Minister of Equipment and Water
- Incumbent
- Assumed office 7 October 2021
- Monarch: Mohammed VI
- Prime Minister: Aziz Akhannouch
- Preceded by: Aziz Rabbah

Secretary-General of the Istiqlal Party
- Incumbent
- Assumed office 7 October 2017
- Preceded by: Hamid Chabat

Member of Parliament for Tangier-Tétouan-Al Hoceima
- In office 9 October 2021 – 5 November 2021
- Succeeded by: Mustafa Chentouf

Leader of the Opposition
- In office 7 October 2017 – 7 October 2021
- Prime Minister: Saadeddine Othmani
- Preceded by: Hamid Chabat
- Succeeded by: Abdellatif Ouahbi

Minister of Economy and Finance
- In office 3 January 2012 – 20 August 2013
- Monarch: Mohammed VI
- Prime Minister: Abdelilah Benkirane
- Preceded by: Salaheddine Mezouar
- Succeeded by: Aziz Akhannouch (interim) Mohamed Boussaid

Minister Delegate for General and Economic Affairs
- In office 15 October 2007 – 3 January 2012
- Prime Minister: Abbas el Fassi
- Succeeded by: Najib Boulif

Personal details
- Born: 6 February 1964 (age 62) Rabat, Morocco
- Party: Istiqlal Party
- Education: Mohammed V University (BA) Aix-Marseille University (PhD)
- Occupation: Economist; politician; businessman; professor;

= Nizar Baraka =

Moroccan economist and politician (born 1964)

Nizar Baraka (نزار بركة; born 6 February 1964) is a Moroccan economist and politician who has served as Minister of Equipment and Water since 2021. The leader of the Istiqlal Party since 2017, he is the grandson of nationalist Allal Al Fassi.

He was Minister of Economy and Finance in the government of Abdelilah Benkirane from 2012 to 2013.

Saved entries:

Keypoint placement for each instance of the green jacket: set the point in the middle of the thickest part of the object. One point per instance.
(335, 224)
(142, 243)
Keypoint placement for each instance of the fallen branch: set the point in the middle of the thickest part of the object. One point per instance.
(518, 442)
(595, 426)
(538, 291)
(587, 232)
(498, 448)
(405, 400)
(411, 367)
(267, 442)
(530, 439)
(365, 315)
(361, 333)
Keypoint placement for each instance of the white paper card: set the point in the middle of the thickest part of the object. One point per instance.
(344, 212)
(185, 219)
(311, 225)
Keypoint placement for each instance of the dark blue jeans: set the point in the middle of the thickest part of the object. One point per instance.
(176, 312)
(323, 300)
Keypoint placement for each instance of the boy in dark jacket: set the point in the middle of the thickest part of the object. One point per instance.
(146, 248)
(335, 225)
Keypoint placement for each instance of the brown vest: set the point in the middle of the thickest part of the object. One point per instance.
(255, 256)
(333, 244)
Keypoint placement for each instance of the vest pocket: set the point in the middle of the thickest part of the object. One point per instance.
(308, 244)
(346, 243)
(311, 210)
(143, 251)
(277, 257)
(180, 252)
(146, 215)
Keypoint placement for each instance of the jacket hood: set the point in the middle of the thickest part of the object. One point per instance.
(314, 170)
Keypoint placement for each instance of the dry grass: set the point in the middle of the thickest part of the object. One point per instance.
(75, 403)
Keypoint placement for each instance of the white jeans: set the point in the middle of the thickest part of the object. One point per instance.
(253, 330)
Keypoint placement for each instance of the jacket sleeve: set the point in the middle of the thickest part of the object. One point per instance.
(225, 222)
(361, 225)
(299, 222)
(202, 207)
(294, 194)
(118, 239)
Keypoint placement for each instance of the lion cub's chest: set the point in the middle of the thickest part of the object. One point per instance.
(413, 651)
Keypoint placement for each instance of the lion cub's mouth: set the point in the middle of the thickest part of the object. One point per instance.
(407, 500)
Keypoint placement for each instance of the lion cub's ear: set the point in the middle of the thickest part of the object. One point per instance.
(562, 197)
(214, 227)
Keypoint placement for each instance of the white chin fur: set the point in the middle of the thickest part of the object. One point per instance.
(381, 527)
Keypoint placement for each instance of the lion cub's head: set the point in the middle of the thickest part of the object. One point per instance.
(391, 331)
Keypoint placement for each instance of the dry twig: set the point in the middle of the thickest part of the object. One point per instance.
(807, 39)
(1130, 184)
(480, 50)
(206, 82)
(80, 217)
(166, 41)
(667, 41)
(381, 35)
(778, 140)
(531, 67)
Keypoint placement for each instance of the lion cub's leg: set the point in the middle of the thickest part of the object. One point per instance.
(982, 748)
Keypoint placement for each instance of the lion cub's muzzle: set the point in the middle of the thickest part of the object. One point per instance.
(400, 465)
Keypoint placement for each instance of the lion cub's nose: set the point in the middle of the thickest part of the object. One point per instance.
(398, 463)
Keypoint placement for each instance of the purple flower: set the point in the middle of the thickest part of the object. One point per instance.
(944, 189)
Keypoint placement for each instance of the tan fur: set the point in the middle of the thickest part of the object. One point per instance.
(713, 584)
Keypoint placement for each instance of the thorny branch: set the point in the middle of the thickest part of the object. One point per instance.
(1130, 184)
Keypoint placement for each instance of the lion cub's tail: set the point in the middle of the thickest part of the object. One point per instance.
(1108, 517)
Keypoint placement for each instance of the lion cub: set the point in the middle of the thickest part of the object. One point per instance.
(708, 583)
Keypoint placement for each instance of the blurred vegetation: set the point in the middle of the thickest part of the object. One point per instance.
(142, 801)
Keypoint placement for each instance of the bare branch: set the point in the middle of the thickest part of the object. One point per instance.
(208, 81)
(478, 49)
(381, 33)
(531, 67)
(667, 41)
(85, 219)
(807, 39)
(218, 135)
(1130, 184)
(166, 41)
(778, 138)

* * *

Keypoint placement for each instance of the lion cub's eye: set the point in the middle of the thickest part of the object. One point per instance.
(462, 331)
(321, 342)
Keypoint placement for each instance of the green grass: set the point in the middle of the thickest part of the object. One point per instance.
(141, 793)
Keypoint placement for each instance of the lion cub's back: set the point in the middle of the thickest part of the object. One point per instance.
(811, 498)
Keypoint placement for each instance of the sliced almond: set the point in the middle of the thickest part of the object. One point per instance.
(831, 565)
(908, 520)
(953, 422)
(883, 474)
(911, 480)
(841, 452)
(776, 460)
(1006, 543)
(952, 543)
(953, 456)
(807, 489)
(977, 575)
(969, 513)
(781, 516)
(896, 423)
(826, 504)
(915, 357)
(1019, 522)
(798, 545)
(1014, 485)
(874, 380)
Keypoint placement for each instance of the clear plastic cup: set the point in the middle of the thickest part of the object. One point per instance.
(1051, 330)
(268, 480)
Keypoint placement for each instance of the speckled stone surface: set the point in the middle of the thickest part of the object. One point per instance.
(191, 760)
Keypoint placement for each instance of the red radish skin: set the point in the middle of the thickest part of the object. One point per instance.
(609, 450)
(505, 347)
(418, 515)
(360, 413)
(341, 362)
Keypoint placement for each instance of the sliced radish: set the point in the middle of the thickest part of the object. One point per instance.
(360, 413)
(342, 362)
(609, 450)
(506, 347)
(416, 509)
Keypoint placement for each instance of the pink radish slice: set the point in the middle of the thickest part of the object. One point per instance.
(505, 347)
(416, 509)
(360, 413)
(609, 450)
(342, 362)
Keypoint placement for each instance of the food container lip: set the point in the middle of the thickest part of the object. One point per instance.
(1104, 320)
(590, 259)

--

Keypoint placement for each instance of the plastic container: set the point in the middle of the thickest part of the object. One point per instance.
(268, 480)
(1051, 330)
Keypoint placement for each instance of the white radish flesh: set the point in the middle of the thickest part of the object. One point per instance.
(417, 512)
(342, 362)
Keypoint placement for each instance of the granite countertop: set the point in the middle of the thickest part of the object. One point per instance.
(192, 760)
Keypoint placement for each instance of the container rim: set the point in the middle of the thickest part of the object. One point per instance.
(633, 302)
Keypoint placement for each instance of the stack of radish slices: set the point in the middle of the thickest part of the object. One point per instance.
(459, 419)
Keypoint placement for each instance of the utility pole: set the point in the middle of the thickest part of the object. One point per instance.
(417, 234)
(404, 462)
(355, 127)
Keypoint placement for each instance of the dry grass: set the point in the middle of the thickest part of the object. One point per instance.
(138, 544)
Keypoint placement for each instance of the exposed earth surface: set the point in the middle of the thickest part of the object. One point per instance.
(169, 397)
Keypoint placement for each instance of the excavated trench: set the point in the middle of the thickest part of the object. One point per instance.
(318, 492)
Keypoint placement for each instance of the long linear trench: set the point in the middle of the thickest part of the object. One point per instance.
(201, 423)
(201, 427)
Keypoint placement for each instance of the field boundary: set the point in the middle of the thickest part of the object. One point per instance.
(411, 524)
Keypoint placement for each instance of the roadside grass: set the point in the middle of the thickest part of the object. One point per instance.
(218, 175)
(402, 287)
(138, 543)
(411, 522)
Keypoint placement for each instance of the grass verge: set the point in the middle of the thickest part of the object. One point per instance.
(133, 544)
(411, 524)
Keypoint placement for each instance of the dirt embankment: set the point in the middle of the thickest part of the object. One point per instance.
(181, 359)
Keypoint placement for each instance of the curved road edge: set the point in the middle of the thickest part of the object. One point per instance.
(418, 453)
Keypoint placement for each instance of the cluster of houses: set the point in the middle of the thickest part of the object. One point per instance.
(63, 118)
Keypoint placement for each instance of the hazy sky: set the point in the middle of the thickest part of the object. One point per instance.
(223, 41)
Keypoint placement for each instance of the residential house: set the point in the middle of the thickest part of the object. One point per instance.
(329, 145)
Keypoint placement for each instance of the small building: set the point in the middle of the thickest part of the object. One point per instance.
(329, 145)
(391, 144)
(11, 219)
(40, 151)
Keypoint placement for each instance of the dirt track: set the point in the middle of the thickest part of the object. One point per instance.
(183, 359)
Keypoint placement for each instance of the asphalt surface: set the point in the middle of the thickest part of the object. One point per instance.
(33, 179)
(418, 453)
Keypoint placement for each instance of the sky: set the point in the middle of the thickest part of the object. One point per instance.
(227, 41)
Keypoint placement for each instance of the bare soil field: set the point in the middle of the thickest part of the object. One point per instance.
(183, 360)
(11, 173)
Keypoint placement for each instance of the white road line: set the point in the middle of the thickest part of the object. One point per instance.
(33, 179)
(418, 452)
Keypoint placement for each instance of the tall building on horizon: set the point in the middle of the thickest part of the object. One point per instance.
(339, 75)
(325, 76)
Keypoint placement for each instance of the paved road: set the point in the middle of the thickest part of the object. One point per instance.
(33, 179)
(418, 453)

What you will do:
#1 Answer these questions using the Nizar Baraka profile.
(a) Who preceded him as Minister of Equipment and Water?
(b) Which universities does the profile list under his education?
(c) Whose grandson is he?
#2 Write the next part of the Nizar Baraka profile, picking up right after its final sentence.

Answers for this exercise:
#1
(a) Aziz Rabbah
(b) Mohammed V University (BA) and Aix-Marseille University (PhD)
(c) Allal Al Fassi, a nationalist

#2
== Education ==
Baraka was born on 6 February 1964, in Rabat, where he attended primary and secondary school. He obtained his high school diploma in 1981. He studied at the Faculty of Law of Mohammed V University, where he earned a degree in econometrics in 1985, before going to Aix-Marseille University in France, where he obtained a PhD in economics in 1992.

== Career ==
He taught at the University of Rabat and the National Institute of Statistics and Applied Economics, then he joined the Ministry of Finance in 1996 where he held a variety of positions, including that of Deputy Director of the Department of Studies and Financial Forecasts. In 2007, Baraka was appointed Minister Delegate to the Prime Minister for Economic and General Affairs (2007-2012) then Minister of Economy and Finance (2012-2013). He was named Finance Minister of the Year 2013 for Middle East and North Africa by “Emerging Markets” (The World Bank and the International Monetary Fund) and Best Finance Minister for the MENA region for 2012 and Minister of Finance of the year 2012 by The Banker, (the Financial Times press group).

In April 2013, Hamid Chabat, secretary-general of the Istiqlal Party, announced his intentions to leave the coalition that forms the cabinet of Abdelilah Benkirane. Consequently, a resignation request was submitted on 9 July 2013 for all the Party's ministers.
On 21 August 2013 he was appointed to head the CESE.
He was also the president of the scientific committee of Cop22, chair of the Economic Working Group of the U.S.-Morocco Strategic Dialogue and member of the Averroès Committee, charged with strengthening cooperation between Morocco and Spain.

On October 7, 2017, Baraka was elected secretary-general of the Istiqlal party, by 924 votes against 230 votes for his rival and outgoing secretary-general Hamid Chabat.

In the 2021 general election, Baraka was elected to the House of Representatives for Larache, in the Tangier-Tétouan-Al Hoceima Region. He subsequently vacated his seat after being appointed to the government and was succeeded by Mustafa Chentouf, who was next on the local party list.